# [Nottingham Internship] weak $𝜔$-groupoids: the DIY way

Let’s take a look at what $G_1$ and $G_2$ look like in Type Theory, if $G ≝ \bigsqcup\limits_{n≥0} G_n$ is a weak $𝜔$-groupoid: the laws of $G_n$ now become elements of $G_{n+1}$, which themselves induce new coherence laws at level $G_{n+2}$, which themselves… and so on.

### $G_1$

• Identity:

{\rm id}^1 (\_ ) : \prod\limits_{a: G_0} G_1(a, a)
• Inverse:

{\rm inv}^1 (\_ , \_ ) : \prod\limits_{a, b: G_0} G_1(a, b) ⟶ G_1(b, a)

# EXERCISE TASK 1
In the page on weak ω-groupoids, what do the laws of $G_n$ become?
# EXERCISE TASK 2
Copy the weak ω-groupoid page from "# [Nottingham Internship]" up to and including "themselves… and so on.".
# EXERCISE TASK 3
Please continue the weak ω-groupoid page from where it stops.

# ENTRIES

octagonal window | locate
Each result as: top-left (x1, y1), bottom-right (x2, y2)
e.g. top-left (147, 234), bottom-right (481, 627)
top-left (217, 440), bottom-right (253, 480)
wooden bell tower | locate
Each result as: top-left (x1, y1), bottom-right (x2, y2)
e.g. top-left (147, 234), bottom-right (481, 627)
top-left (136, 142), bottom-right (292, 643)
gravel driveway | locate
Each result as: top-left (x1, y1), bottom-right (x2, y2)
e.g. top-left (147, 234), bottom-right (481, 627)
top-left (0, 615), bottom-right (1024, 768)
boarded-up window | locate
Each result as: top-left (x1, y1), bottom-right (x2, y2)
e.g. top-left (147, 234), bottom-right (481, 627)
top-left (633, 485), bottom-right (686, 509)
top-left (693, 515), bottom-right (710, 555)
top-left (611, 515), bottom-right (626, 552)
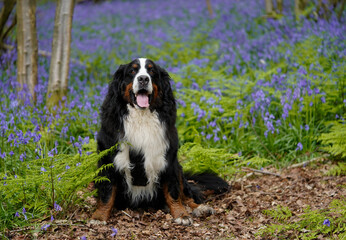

# EXPECTED OUTPUT 1
They become elements of $G_{n+1}$.

# EXPECTED OUTPUT 2
# [Nottingham Internship] weak $𝜔$-groupoids: the DIY way

Let’s take a look at what $G_1$ and $G_2$ look like in Type Theory, if $G ≝ \bigsqcup\limits_{n≥0} G_n$ is a weak $𝜔$-groupoid: the laws of $G_n$ now become elements of $G_{n+1}$, which themselves induce new coherence laws at level $G_{n+2}$, which themselves… and so on.

# EXPECTED OUTPUT 3
• Composition:

*^1_1 (\_ , \_ , \_ ) : \prod\limits_{a, b, c: G_0} G_1(a, b) × G_1(b, c) ⟶ G_1(a, c)

### $G_2$

• Associativity along the $1$-arrows:

𝛼^1 (\_ , \_ , \_ ) : \prod\limits_{f, g, h: G_1} G_2((f *_1^1 g) *_1^1 h, \; f *_1^1 (g *_1^1 h))
• Left identity law:

𝜆^1 (\_ ) : \prod\limits_{f: G_1} G_2(({\rm id}^1_{s f} *_1^1 f), \; f)
• Right identity law:

𝜌^1 (\_ ) : \prod\limits_{f: G_1} G_2((f *_1^1 {\rm id}^1_{t f}), \; f)
• Left inverse law:
l^1 (\_ ) : \prod\limits_{f: G_1} G_2(({\rm inv}^1_{sf, tf}(f) *_1^1 f), \; {\rm id}^1_{t f})
• Right inverse law:
r^1 (\_ ) : \prod\limits_{f: G_1} G_2((f *_1^1 {\rm inv}^1_{sf, tf}(f)), \; {\rm id}^1_{s f})

• Identity:

{\rm id}^2 (\_ ) : \prod\limits_{f: G_1} G_2(f, f)
• Inverse:

{\rm inv}^2 (\_ , \_ ) : \prod\limits_{f, g: G_1} G_2(f, g) ⟶ G_2(g, f)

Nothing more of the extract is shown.